*** TEXT UNDER STUDY ***

Note A development application for a development proposal must include an EIS in relation to the proposal if the impact track applies to it because of a declaration under s 125 (Declaration by Public Health Act Minister affects assessment track).

31 Dictionary, note 2

insert

• heritage council

32 Dictionary, new definitions

insert

crest, for schedule 4 (Development proposals in impact track because of need for EIS)—see schedule 4, section 4.1.

environmental significance opinion—see section 138A (2).

lowest point of the general foundations, for schedule 4 (Development proposals in impact track because of need for EIS)—see schedule 4, section 4.1.

normal operating level, for schedule 4 (Development proposals in impact track because of need for EIS)—see schedule 4, section 4.1.

recommended design flood, for schedule 4 (Development proposals in impact track because of need for EIS)—see schedule 4, section 4.1.

relevant agency means—

(a) for schedule 4, part 4.2, item 3 (c) and (d)—the conservator of flora and fauna; and

(b) for schedule 4, part 4.3, item 1, item 2 (a) and (b) and item 3—the conservator of flora and fauna; and

(c) for schedule 4, part 4.3, item 6—the heritage council.

***

ASSIGNMENT: Carry on the planning law's dictionary amendments from their last sentence. The lines after this text have no part in the work.

*** INFORMATION ***

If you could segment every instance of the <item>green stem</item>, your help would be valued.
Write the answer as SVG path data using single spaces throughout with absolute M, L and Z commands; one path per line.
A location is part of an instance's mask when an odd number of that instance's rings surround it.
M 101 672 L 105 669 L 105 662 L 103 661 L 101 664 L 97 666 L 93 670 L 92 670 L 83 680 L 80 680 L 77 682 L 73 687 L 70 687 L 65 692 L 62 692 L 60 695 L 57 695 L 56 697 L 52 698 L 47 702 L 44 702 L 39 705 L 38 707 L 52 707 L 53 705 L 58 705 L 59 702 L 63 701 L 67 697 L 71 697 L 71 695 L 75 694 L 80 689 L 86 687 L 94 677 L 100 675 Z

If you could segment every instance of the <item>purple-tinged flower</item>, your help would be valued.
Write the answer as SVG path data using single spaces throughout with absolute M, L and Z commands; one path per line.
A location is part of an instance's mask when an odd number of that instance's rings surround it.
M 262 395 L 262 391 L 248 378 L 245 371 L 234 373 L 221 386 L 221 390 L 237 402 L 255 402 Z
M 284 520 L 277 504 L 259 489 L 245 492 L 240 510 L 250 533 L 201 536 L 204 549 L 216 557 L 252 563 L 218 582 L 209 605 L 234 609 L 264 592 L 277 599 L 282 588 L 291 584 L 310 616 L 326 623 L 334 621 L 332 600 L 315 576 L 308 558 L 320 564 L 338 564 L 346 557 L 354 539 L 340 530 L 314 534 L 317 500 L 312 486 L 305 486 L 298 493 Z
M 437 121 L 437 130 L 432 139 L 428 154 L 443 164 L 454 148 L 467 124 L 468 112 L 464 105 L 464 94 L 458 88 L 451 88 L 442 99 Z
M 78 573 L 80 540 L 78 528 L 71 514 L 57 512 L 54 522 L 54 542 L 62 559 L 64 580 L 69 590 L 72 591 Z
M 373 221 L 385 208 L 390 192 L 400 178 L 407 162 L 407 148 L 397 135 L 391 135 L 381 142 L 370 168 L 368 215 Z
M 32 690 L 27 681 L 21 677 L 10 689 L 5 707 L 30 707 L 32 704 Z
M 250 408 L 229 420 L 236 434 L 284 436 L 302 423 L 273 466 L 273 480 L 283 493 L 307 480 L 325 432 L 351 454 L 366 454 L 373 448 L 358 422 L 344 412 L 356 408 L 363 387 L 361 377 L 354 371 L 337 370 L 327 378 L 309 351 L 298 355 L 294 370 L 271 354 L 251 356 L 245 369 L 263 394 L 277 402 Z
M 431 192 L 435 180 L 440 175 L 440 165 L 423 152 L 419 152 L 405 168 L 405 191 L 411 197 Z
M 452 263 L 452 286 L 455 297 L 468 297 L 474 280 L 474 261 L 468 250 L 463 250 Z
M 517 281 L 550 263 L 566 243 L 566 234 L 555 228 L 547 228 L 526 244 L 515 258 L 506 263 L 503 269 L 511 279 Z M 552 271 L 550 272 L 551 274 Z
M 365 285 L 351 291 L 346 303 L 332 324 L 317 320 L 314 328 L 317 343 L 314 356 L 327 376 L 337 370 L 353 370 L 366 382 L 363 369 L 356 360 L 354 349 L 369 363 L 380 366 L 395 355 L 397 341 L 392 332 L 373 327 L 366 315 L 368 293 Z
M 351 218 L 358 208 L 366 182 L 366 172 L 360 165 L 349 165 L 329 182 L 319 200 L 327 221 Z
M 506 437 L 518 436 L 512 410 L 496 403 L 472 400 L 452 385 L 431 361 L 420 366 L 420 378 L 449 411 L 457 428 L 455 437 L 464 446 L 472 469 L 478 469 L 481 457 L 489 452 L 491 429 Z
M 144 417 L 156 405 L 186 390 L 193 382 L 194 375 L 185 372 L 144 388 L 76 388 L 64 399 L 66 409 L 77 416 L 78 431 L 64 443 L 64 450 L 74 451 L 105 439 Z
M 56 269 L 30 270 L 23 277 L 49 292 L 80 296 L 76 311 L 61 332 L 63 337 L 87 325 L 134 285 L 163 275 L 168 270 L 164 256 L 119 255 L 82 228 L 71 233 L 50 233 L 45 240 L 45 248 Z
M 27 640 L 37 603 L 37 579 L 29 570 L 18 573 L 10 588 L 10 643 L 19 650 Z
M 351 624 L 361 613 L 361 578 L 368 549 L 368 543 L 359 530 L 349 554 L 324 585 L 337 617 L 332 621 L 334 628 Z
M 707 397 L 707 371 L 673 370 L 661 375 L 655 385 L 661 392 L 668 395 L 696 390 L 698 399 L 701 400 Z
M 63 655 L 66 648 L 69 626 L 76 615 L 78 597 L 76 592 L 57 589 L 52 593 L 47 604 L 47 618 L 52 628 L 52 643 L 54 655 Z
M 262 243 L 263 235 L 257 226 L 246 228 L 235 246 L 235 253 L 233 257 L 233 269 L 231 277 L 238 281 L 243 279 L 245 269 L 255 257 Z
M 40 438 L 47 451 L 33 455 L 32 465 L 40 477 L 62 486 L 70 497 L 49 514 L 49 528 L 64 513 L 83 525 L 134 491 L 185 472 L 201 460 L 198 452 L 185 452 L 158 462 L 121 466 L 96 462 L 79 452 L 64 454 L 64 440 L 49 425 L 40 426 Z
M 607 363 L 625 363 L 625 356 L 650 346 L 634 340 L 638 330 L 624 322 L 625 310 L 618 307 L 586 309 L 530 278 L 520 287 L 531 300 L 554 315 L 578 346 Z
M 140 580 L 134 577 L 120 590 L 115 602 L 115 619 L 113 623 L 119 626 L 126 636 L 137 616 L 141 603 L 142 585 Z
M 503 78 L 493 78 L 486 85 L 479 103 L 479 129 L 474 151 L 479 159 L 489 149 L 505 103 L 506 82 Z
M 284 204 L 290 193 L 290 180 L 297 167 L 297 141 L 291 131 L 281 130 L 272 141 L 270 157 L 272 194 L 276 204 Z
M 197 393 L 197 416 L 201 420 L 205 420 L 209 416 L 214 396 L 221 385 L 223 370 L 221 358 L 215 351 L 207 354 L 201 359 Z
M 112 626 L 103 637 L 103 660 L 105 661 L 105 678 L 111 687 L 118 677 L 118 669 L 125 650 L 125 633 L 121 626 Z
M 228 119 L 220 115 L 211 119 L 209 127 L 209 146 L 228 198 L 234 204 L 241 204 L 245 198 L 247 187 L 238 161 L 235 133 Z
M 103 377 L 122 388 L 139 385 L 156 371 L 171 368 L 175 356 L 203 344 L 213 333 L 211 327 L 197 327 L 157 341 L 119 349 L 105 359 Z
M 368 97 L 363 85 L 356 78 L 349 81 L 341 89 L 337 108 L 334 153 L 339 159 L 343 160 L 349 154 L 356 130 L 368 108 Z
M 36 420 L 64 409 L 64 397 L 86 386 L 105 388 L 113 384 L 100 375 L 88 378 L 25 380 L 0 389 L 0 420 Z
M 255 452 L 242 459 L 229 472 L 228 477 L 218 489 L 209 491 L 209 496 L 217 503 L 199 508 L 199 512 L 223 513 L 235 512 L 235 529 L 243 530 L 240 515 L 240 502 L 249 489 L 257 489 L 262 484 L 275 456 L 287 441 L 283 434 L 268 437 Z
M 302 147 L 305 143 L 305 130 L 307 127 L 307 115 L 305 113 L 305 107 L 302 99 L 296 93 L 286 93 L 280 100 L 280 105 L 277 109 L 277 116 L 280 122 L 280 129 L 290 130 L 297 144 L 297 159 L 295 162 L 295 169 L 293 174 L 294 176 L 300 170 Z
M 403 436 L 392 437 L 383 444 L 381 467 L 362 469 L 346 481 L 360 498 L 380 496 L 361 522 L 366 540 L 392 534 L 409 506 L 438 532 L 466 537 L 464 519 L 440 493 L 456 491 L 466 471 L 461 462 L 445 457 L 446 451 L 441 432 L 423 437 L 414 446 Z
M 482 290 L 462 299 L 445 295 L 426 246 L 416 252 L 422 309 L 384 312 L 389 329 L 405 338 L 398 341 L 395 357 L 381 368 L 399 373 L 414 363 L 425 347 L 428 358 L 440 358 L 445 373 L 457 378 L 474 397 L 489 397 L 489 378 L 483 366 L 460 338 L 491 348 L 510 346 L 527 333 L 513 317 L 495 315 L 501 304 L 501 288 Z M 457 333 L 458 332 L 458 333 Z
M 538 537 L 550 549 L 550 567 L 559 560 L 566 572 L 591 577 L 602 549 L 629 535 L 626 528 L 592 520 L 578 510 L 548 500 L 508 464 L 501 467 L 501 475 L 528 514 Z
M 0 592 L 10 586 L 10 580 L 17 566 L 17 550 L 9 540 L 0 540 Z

***

REPLY:
significant, in relation to an adverse environmental impact—see section 124A.

33 Dictionary, definition of threatening process

substitute

threatening process, for schedule 4 (Development proposals in impact track because of need for EIS)—see the Nature Conservation Act 1980, dictionary.

34 Planning and Development Regulation 2008, section 54 (1) (e)

omit

Endnotes

1 Presentation speech

Presentation speech made in the Legislative Assembly on 2010.

2 Notification

Notified under the Legislation Act on 2010.

3 Republications of amended laws

For the latest republication of amended laws, see www.legislation.act.gov.au.